• [VORGEGEBENER TEXT]
---
Auf Abwegen - Meerforellen in der Ostsee

Von Februar bis Ende April 2007 war ich beruflich in Neustadt / Holstein tätig. Von meiner Unterkunft bis zum Hafenbecken hatte ich keine 300 Meter zu gehen.
Im Februar und März teilte ich das Schicksal vieler Angler in der Region. Trotz etlicher Angelversuche von der Mole, in der Brandung und mit dem Belly–Boat war ein einziger Hering meine bescheidene Beute.

In der letzten März Woche stand dann täglich ein einheimischer Angler mit Wathose und Spinnrute am Ufer des Marine Hafens. Davon animiert versuchte ich mein Glück von einem Bootsteg am anderen Ufer des Hafens. Hierbei war ich recht beharrlich und probierte etliche Wobbler und Blinker.

Am Morgen des dritten Tages wurde die Mühe belohnt. Nach kurzem Drill lag eine blanke 43 cm Forelle im Kescher. Tags drauf, in der Mittagspause, konnte ein identischer Fisch einem leichten Blinker nicht widerstehen. Das machte Lust auf mehr.

In der folgenden Woche pustete mir ein kräftiger Wind entgegen und mit den leichten Kunstködern waren keine befriedigenden Wurfweiten zu erreichen. Ich entschied mich für einen grün – weißen Speedy Wobbler in der 32 Gramm Variante. Geworfen an einer 40 Gramm Rute und mit 12er Fireline ignorierte dieser Köder den Gegenwind und flog wie ein Geschoß bis kurz vor die gegenüberliegende Schilfkante. Nach dem zweiten Wurf und einigen Kurbelumdrehungen war die Rute krumm! Einige Fluchtversuche später konnte ich den Fisch zwischen den Dalben ( Pfeiler im Wasser vor der Steganlage ) hindurchführen und vor dem Steg ausdrillen.

Diese Meerforelle war extrem schlank, 60 cm lang und etwa 1,5 Kilo schwer. Da muss irgendwo mal ein Hornhecht im Stammbaum eingekreuzt worden sei. Eine meiner Mefos aus 2004 wog bei 64 cm deutlich über 3 Kilo!

Am Dienstagabend nach den Oster Feiertagen biss dann noch eine dralle 48er Forelle auf den grün – weißen Speedy Wobbler. Als der Wind dann abfrischte und der 32 Gramm Köder eigentlich  nicht mehr nötig war, hatte dieser sich aber einen Stammplatz am Vorfachende erobert.
---
Extrahierte Datensätze
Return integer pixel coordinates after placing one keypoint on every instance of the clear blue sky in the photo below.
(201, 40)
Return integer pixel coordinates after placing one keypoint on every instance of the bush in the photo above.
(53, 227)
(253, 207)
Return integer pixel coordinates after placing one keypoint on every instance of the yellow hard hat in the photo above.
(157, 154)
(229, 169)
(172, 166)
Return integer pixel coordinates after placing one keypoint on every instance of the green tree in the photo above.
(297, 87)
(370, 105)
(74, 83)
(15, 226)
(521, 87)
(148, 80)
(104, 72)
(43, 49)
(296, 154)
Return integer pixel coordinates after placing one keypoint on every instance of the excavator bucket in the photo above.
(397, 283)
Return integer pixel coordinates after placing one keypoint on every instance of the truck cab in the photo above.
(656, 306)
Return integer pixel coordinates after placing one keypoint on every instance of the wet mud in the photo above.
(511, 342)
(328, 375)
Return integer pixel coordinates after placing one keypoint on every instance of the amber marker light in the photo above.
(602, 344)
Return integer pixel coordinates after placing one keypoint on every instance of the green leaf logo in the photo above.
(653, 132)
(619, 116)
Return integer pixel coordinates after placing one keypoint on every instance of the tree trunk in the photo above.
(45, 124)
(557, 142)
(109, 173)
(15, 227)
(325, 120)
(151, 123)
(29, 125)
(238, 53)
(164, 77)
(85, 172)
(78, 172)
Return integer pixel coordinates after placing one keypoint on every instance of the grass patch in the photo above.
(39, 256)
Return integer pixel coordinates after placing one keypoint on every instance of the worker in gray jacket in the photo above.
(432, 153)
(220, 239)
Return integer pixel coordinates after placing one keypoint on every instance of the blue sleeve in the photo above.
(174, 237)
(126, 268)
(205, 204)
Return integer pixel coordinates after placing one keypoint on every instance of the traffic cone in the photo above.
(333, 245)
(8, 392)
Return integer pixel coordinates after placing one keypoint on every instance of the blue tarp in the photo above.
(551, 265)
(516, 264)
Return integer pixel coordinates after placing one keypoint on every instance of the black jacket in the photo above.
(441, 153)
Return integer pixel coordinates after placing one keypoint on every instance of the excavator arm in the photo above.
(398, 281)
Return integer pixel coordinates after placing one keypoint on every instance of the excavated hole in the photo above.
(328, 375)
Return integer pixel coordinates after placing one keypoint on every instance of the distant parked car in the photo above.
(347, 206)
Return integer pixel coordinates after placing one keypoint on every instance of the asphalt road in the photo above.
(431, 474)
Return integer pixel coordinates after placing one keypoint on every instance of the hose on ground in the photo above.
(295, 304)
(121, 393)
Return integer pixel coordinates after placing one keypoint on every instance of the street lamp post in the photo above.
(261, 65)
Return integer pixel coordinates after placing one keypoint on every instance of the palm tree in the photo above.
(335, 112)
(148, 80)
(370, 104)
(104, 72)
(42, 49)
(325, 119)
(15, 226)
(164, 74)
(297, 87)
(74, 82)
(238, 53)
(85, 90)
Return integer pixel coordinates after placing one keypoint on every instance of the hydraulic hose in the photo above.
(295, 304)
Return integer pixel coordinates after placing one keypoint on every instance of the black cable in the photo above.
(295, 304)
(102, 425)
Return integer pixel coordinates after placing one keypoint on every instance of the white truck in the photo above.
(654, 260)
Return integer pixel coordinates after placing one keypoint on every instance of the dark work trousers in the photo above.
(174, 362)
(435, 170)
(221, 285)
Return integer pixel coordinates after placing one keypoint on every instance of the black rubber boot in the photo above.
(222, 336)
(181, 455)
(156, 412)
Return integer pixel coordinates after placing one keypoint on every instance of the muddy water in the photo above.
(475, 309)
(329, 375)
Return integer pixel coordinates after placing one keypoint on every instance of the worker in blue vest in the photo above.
---
• [ÜBUNGSAUFGABEN]
**a.** Welche Zeilen der Datensätze enthalten das Wort „truck“? Zieh jede davon heraus.
**b.** Wie könnte der Text über die Meerforellen in der Ostsee nach seinem letzten Satz weitergehen? Liefere die Fortsetzung.
Mit dem Text über die Meerforellen in der Ostsee haben die Datensätze nichts zu tun.

• [LÖSUNGEN IM EINZELNEN]
**a.**
Return integer pixel coordinates after placing one keypoint on every instance of the truck cab in the photo above.
Return integer pixel coordinates after placing one keypoint on every instance of the white truck in the photo above.

**b.**
Im Vorgriff auf die nächsten Zeilen sei gesagt, dass ich ein kleines Schlauchboot mit 2,2 PS am Steg liegen hatte. Dieses hatte ich zwei Wochen vorher kurzerhand bei Ebay ersteigert, um meinen Aktionsradius zu erweitern.

Am Nachmittag des 12.April stand ich alleine am Hafenbecken. Absolut keine Menschenseele zu entdecken.. Nach etlichen Würfen ohne Fischkontakt bekam der grün – weiße Speedy wieder einmal seine Chance.
Als auch dieser erst einmal unangefochten durchs Wasser wobbelte, verlor ich langsam die Hoffnung auf einen Biss. Man kennt ja die Gedanken, die einem als Angler dann durch den Kopf gehen.

Aus diesen trüben Überlegungen riss mich dann unvermittelt die extrem krumme Rute in meiner Hand und die 20 Meter Schnur, die über die kreischende Bremse abgezogen wurden.
Puls von 60 auf 220 in einer Sekunde!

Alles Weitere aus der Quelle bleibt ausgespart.